Reading text:
IT MIGHT be a year before conjoined twins Recall and Ricardo are separated following setbacks in the Ricardo’s health, which has seen the babies going into theatre at least four times since they were born.

The boys turn four months this week, and initial assessments at Steve Biko Academic Hospital where they were admitted the day after they were born had projected surgery for when they turned six months old or soon after.

The boys were born joined at the pelvis, sharing a large bowel, one genital organ, urethra and hip bones, and as a result can only lie in one position, with their heads positioned at opposite ends of each other.

They were born naturally at an Mpumalanga hospital to 18-year-old mother Bongi Sibuyi who had not known she was carrying conjoined twins.

The babies were taken to Steve Biko a day later where they underwent tests, scans and X-Rays, and after close monitoring, medical experts determined that a separation was possible.

Yesterday a doctor in the team that monitors and treats the babies said they were doing well despite being rushed to theatre and being detained in the intensive care unit of the paediatric ward last month.

She said: “Twin B (Ricardo) developed bowel problems and caught an infection, so we rushed him into theatre and after that on to a ventilator in the ICU for recovery.”

Ricardo is recovering well and he and his brother can already give a half smile. A team of occupational health workers is working with them to help develop their fine motor skills and they could recognise people, said the doctor.

The surgery has been put off until they gain sufficient weight. Surgery will follow a process to stretch their skin until its surface is big enough to cover the babies after the operation.

The team for the major procedure to separate them is to include paediatric surgeons, urologists, plastic surgeons and orthopaedic surgeons.

A team of paediatric surgeons is keeping an eye on them.

What is needed: Rewrite the conjoined twins article from "They were born naturally" through "separation was possible.", renaming "medical experts" as "doctors". The records come from a separate source.

Data listing:

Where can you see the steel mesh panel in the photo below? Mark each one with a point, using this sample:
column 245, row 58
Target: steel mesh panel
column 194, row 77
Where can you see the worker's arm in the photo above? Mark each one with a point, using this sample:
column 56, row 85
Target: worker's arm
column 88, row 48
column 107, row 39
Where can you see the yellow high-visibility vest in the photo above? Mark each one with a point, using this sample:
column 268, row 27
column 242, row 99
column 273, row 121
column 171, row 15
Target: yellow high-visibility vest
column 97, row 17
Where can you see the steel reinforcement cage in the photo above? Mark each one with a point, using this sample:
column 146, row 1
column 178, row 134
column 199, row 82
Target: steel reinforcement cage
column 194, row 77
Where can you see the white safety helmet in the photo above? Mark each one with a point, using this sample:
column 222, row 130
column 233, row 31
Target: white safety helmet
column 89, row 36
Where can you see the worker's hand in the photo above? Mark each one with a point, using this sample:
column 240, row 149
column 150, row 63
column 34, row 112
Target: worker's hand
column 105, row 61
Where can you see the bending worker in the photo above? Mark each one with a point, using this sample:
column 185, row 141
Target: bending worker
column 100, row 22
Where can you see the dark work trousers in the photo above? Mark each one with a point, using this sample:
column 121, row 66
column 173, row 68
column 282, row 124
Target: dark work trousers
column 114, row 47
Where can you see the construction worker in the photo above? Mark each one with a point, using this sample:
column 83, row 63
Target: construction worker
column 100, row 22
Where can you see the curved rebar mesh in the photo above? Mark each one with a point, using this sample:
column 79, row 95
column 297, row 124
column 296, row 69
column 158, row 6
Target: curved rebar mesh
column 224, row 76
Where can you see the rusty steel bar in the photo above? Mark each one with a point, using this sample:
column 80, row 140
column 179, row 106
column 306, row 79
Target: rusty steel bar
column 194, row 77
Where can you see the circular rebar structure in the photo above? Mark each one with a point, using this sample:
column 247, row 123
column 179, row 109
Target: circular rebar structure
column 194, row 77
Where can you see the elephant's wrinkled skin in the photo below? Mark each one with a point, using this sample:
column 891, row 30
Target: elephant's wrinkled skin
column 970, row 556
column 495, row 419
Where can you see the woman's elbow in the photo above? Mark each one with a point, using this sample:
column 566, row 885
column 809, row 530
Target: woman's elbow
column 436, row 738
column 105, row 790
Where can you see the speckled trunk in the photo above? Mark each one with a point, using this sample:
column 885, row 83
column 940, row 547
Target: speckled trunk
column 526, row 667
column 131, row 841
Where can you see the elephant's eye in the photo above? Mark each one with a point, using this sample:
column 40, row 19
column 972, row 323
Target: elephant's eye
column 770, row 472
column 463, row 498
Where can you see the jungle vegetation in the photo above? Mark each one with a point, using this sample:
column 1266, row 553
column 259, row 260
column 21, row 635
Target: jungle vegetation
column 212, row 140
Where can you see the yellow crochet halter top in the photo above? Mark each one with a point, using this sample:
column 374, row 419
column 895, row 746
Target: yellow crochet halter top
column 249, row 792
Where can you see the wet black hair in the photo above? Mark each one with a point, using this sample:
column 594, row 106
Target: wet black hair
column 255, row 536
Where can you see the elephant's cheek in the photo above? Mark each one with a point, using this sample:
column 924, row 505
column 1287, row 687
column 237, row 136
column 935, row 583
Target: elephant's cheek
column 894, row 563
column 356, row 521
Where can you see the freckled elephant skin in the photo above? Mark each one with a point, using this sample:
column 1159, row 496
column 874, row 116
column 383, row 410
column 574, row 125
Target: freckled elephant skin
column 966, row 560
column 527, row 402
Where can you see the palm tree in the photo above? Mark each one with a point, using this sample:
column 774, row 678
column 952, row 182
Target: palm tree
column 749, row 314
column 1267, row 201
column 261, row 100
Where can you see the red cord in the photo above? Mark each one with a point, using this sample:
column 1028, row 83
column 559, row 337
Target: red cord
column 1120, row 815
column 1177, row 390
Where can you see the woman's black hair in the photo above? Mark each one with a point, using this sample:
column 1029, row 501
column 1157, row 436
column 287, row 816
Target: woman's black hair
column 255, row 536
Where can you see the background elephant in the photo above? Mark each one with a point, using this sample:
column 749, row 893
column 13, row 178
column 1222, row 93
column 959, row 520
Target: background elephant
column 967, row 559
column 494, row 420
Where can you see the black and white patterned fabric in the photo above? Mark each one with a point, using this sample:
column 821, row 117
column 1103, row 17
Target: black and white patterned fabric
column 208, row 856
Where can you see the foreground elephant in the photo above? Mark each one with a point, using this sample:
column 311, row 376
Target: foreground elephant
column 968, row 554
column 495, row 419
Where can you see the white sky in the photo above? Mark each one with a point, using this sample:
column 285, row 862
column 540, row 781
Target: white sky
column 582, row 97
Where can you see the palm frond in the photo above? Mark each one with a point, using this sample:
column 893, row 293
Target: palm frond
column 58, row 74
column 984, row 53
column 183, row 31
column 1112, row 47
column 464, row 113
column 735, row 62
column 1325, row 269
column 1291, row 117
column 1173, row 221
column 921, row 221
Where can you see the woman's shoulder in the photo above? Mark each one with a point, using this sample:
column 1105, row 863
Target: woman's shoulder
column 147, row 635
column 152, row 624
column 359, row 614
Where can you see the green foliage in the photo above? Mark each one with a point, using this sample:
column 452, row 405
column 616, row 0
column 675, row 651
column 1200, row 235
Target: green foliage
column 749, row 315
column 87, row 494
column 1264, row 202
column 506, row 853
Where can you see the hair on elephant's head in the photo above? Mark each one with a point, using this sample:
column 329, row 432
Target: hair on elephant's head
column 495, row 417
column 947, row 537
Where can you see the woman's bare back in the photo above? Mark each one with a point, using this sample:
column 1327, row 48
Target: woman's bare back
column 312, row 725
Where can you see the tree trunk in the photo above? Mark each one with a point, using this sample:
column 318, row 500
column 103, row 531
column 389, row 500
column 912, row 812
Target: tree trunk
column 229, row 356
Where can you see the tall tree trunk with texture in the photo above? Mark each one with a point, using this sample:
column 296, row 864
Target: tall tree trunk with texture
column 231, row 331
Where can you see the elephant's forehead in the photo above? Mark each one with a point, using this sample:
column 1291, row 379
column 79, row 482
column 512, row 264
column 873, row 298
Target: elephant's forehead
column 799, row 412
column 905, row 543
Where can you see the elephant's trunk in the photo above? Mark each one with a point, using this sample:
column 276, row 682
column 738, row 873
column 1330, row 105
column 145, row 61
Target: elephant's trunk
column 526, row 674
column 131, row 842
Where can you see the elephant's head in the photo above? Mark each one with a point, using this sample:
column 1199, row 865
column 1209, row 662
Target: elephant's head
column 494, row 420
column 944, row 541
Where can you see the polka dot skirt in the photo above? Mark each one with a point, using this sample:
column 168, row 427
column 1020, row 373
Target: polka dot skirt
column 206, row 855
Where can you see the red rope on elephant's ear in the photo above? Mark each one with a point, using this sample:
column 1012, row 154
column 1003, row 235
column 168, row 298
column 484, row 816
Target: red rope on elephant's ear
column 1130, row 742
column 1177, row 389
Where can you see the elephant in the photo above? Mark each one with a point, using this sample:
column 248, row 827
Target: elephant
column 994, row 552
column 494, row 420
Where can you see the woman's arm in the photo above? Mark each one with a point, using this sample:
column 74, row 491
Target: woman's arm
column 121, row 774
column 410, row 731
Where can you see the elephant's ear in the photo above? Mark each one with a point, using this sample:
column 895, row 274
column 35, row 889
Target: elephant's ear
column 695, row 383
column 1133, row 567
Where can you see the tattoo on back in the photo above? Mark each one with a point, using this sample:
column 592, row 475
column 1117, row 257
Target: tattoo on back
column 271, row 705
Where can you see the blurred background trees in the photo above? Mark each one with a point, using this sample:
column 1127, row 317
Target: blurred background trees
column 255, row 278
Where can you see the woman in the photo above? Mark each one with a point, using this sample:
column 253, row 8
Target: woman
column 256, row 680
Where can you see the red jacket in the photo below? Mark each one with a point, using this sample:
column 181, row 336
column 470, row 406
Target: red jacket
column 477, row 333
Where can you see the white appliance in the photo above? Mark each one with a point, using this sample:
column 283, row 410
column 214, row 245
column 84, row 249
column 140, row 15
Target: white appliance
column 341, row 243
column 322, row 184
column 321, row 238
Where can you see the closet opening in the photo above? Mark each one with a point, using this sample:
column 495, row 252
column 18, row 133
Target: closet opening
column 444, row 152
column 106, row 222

Response to the exercise:
They were born naturally at an Mpumalanga hospital to 18-year-old mother Bongi Sibuyi who had not known she was carrying conjoined twins.

The babies were taken to Steve Biko a day later where they underwent tests, scans and X-Rays, and after close monitoring, doctors determined that a separation was possible.